**ASSIGNMENT**
For every line in the material, set down an identical one.

───── DATASET EXCERPTS

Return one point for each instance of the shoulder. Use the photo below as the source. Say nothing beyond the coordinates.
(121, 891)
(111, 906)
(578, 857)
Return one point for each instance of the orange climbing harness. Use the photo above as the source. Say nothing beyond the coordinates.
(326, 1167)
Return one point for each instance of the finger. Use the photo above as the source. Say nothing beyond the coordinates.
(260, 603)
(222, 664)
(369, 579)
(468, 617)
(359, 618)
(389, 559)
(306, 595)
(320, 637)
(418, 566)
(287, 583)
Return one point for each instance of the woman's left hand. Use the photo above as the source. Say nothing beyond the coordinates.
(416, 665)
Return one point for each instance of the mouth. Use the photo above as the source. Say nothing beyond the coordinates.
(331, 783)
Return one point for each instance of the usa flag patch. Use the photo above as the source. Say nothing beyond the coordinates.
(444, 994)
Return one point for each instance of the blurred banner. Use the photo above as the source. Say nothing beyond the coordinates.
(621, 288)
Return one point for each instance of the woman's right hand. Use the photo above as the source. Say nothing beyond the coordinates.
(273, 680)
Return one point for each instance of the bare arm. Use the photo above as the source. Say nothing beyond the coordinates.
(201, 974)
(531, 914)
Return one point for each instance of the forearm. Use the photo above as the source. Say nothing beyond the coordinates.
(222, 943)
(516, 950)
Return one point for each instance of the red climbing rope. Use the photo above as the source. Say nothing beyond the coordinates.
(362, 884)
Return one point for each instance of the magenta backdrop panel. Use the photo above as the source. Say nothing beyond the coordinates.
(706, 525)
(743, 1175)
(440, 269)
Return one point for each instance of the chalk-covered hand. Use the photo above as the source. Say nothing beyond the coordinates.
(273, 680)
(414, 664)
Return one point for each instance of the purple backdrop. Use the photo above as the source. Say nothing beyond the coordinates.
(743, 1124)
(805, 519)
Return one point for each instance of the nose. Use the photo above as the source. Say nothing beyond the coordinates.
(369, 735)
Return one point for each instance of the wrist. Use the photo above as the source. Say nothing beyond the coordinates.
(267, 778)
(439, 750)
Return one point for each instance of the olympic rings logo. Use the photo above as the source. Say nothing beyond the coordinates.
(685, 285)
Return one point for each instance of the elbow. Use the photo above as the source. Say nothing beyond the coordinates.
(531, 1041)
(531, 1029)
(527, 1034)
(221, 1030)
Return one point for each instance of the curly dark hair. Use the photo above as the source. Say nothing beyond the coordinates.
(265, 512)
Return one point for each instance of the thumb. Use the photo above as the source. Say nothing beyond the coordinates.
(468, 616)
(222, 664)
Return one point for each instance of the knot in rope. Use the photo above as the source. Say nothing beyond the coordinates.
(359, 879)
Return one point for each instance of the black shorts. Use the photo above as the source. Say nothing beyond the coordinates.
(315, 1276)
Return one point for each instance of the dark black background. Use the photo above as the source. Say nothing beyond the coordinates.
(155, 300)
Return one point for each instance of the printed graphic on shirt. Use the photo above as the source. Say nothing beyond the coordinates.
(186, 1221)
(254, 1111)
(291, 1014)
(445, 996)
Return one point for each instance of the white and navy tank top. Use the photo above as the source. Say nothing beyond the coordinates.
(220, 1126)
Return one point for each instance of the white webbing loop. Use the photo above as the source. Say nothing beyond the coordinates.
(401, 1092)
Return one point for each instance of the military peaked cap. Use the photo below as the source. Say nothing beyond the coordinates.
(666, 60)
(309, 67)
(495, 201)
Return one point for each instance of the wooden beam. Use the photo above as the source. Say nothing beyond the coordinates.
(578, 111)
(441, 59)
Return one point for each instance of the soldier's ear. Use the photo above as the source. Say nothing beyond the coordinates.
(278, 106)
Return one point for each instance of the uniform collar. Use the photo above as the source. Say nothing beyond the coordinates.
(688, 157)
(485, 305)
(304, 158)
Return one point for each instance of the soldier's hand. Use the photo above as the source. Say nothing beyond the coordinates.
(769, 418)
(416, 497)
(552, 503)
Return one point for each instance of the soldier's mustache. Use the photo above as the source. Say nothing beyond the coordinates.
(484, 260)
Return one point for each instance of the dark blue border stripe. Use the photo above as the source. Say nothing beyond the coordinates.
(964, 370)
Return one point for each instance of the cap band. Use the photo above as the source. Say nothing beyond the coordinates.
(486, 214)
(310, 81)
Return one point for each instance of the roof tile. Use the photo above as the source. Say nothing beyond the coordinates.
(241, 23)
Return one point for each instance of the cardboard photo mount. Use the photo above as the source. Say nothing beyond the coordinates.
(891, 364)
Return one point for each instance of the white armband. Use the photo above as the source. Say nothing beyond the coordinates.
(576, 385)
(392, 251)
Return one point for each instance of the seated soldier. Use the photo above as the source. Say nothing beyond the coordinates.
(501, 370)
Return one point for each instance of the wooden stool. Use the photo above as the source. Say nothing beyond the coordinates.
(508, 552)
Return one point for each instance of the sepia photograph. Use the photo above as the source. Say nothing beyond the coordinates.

──────────

**SOLUTION TO THIS EXERCISE**
Return one point for each instance of the shoulder. Use the photo below as the source. Say nothing beyond the coordinates.
(121, 891)
(111, 906)
(578, 857)
Return one point for each instance of the orange climbing harness. Use the photo above as the source. Say nothing beyond the coordinates.
(326, 1167)
Return one point for each instance of the finger. Use the photo above as the source. Say nothing beyond the coordinates.
(260, 603)
(222, 664)
(369, 579)
(468, 617)
(359, 618)
(389, 559)
(306, 595)
(320, 637)
(418, 566)
(287, 583)
Return one point for each instance of the woman's left hand. Use the photo above as the source. Say nothing beyond the coordinates.
(416, 665)
Return one point for each instance of the mouth. Use the photo above as the source. Say nothing beyond the coordinates.
(331, 783)
Return one point for each instance of the usa flag patch. Use the photo above as the source. Say nothing beyond the coordinates.
(444, 994)
Return one point for each instance of the blurred banner. Use the photo above as the source. Say nothing beyond the coordinates.
(621, 288)
Return one point for each instance of the woman's right hand. Use the photo above as the source. Say nothing beyond the coordinates.
(273, 680)
Return one point for each instance of the bare arm. Use the photo above as the source. Say nothing beyond the coordinates.
(201, 974)
(531, 914)
Return one point for each instance of the forearm. Use the photo above as the source. Say nothing beyond the coordinates.
(222, 943)
(516, 950)
Return one point for each instance of the red climbing rope. Use the photo above as the source. Say nothing beyond the coordinates.
(362, 884)
Return one point for each instance of the magenta backdrop panel. Use the photo above as the source. Say nothing beyond the coordinates.
(706, 525)
(743, 1175)
(440, 269)
Return one point for each instance of the chalk-covered hand. Use the photo above as the source. Say nothing beyond the coordinates.
(273, 680)
(414, 664)
Return one point for each instance of the purple backdrop. Use the photo above as the source. Say nothing beyond the coordinates.
(743, 1124)
(805, 519)
Return one point for each instance of the nose. Use the photo above as the source. Say nothing beyond the coordinates.
(369, 735)
Return one point for each instance of the wrist. Use the photo above as the source. Say nothing beyond the coordinates.
(267, 778)
(439, 750)
Return one point for each instance of the olympic rings logo. Use the photo above as the source. Say nothing beyond the coordinates.
(685, 285)
Return one point for each instance of the elbow. Use the photo above as the source. Say nothing beyond the coordinates.
(531, 1041)
(531, 1029)
(527, 1034)
(221, 1030)
Return one point for each instance of the curly dark hair. Use the photo above as the source. Say nothing beyond the coordinates.
(265, 512)
Return one point for each instance of the thumb. Use the photo above as the source. Say nothing beyond the coordinates.
(468, 616)
(222, 664)
Return one point for each instance of the knot in rope. Use the photo above as the source. Say nothing beyond the coordinates.
(359, 879)
Return one point for each instance of the black shorts. Use the photo above as the source. Say nothing beyond the coordinates.
(315, 1276)
Return one point for each instance of the dark black background. Use the photo above as the source. Say nothing beyond the coordinates.
(155, 300)
Return one point for each instance of the printed graphic on shirt. Use the photo above as the source. Say nothing beyond the coordinates.
(186, 1221)
(254, 1111)
(291, 1014)
(445, 996)
Return one point for each instance of the white and navy tank top. Use the photo above as the source. Say nothing beyond the coordinates.
(220, 1126)
Return one point for each instance of the white webbing loop. Use the photo above as the source. Say nothing beyond the coordinates.
(401, 1092)
Return one point for each instance of the military peaked cap. Use the photo below as the source. Say nothing beyond the coordinates.
(666, 60)
(309, 67)
(495, 201)
Return one point for each instance of the wooden beam. Use the photo above as the source. Say nothing beyond the coordinates.
(578, 111)
(441, 59)
Return one point for each instance of the soldier's ear. Use the photo above as the source. Say nothing beyond the coordinates.
(278, 106)
Return one point for each instance of the uniform collar. Use the photo above as the source. Say nothing beyond the coordinates.
(688, 157)
(485, 305)
(304, 158)
Return one point for each instance of the soldier's hand. Use the photo above as the source. Say nothing beyond the coordinates.
(769, 418)
(416, 497)
(552, 503)
Return one point for each instance of the soldier's mustache. Use the photo above as the source. Say nothing beyond the coordinates.
(484, 260)
Return one point for each instance of the dark blue border stripe. Use the photo above as the source. Say nothing beyond the coordinates.
(964, 370)
Return one point for each instance of the cap band. Use the photo above as the source. Say nothing beyond the coordinates.
(486, 214)
(310, 81)
Return one point for each instance of the roof tile. Use the photo above as the source. Say nothing beyond the coordinates.
(241, 23)
Return one point for each instance of the cardboard photo mount. Use the photo above as the source. Say nothing beyond the coordinates.
(891, 364)
Return one point for each instance of the white armband. Use the photo above as the source. Say nothing beyond the coordinates.
(576, 385)
(392, 251)
Return one point for each instance of the seated soldier. Use the photo above as the source. Say nothing beyond the coordinates.
(501, 370)
Return one point for each instance of the wooden stool. Use the photo above as the source. Say nothing beyond the coordinates.
(508, 552)
Return one point for each instance of the sepia photograph. Use the photo above as the source. Say nothing beyond the coordinates.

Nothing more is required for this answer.